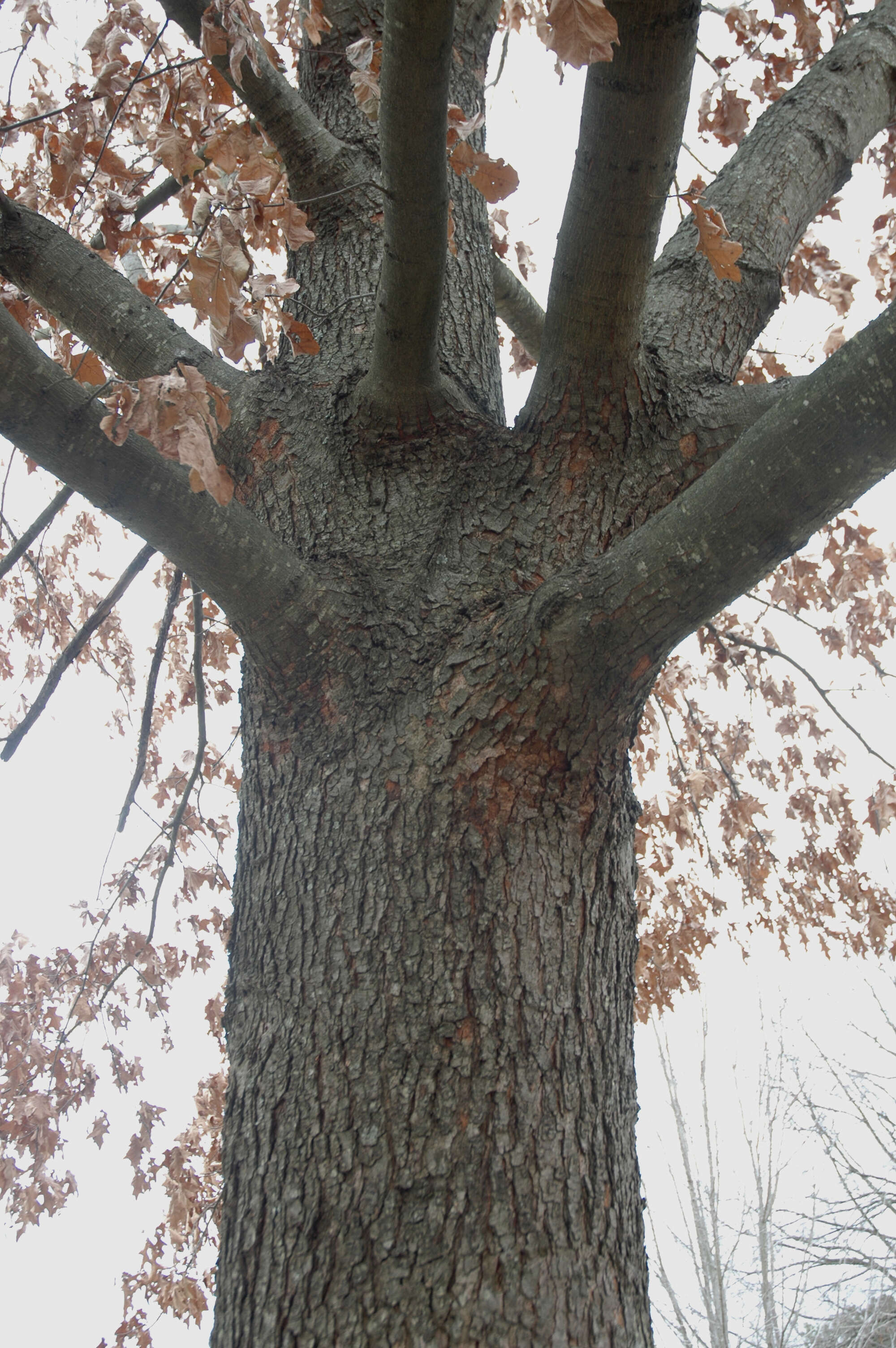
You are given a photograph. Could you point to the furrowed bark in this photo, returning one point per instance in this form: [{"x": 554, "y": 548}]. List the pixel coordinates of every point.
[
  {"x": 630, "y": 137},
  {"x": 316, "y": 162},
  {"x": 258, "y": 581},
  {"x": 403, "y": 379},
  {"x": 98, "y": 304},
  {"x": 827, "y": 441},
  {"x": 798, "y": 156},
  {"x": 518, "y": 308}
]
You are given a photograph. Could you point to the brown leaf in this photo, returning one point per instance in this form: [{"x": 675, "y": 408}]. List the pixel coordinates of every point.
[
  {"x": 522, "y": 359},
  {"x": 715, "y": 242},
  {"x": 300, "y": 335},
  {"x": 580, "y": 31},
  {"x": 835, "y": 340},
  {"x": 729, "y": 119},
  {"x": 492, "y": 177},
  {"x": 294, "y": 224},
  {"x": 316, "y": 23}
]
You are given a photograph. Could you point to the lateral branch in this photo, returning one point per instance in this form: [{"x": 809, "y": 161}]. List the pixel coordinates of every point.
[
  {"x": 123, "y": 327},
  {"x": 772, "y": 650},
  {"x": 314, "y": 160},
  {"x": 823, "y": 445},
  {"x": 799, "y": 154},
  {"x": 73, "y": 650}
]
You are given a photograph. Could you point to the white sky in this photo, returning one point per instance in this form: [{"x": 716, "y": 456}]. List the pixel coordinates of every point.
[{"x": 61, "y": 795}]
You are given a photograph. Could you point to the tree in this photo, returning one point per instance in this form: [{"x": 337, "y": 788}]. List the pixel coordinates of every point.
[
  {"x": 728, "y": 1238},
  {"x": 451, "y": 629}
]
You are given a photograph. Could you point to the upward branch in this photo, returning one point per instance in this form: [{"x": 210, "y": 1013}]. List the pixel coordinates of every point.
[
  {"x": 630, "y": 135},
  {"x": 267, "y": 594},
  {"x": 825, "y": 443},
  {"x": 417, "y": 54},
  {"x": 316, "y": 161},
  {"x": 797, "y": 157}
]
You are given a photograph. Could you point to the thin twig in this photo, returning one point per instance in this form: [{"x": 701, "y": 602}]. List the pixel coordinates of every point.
+ + + + + + +
* [Task to complete]: Please rewrite the data above, changing every "pixel coordinates" to "x and y positions" and leaving everything else the same. Omit the pictures from your answer.

* [Solved problem]:
You are given a photograph. Could you point to the furrowed bark in this photo, returning one point per instance in this form: [{"x": 554, "y": 548}]. List the x and y positions of every point.
[
  {"x": 630, "y": 137},
  {"x": 316, "y": 162},
  {"x": 258, "y": 581},
  {"x": 403, "y": 379},
  {"x": 98, "y": 304},
  {"x": 827, "y": 441},
  {"x": 798, "y": 156},
  {"x": 518, "y": 308}
]
You are given a photograph. Could you point to the brown leaf in this photo, returning one point per instance in this form: [{"x": 675, "y": 408}]. List the x and y positions of every point.
[
  {"x": 522, "y": 359},
  {"x": 715, "y": 242},
  {"x": 300, "y": 335},
  {"x": 580, "y": 31},
  {"x": 835, "y": 340},
  {"x": 729, "y": 119},
  {"x": 492, "y": 177},
  {"x": 294, "y": 224},
  {"x": 316, "y": 23}
]
You are given a photograph. Could you point to the lateral branch in this photo, returning one point per instance in this form: [{"x": 809, "y": 161}]. List the x and y positions of every point.
[
  {"x": 123, "y": 327},
  {"x": 772, "y": 650},
  {"x": 314, "y": 160},
  {"x": 823, "y": 445},
  {"x": 799, "y": 154},
  {"x": 73, "y": 650}
]
You are given a photograph. Could you point to the white sky in this photo, returning one point per instance in this form: [{"x": 716, "y": 456}]. List the x and y positions of every point.
[{"x": 61, "y": 795}]
You are given a photograph. Could you point to the tree in this photo, returning one point per instance in this form: [{"x": 337, "y": 788}]. List the x and y positions of every point.
[
  {"x": 728, "y": 1238},
  {"x": 451, "y": 629}
]
You are given a photograph. Could you point to the upward branch in this photo, returning one point per instance in this form: [{"x": 210, "y": 1013}]. List the x and y positions of every point.
[
  {"x": 630, "y": 135},
  {"x": 267, "y": 594},
  {"x": 825, "y": 443},
  {"x": 417, "y": 54},
  {"x": 316, "y": 161},
  {"x": 797, "y": 157}
]
You are given a photograph. Could you point to the thin twig in this photo, returning one point per instance in this form: [{"x": 701, "y": 602}]. List the x and y positions of every point.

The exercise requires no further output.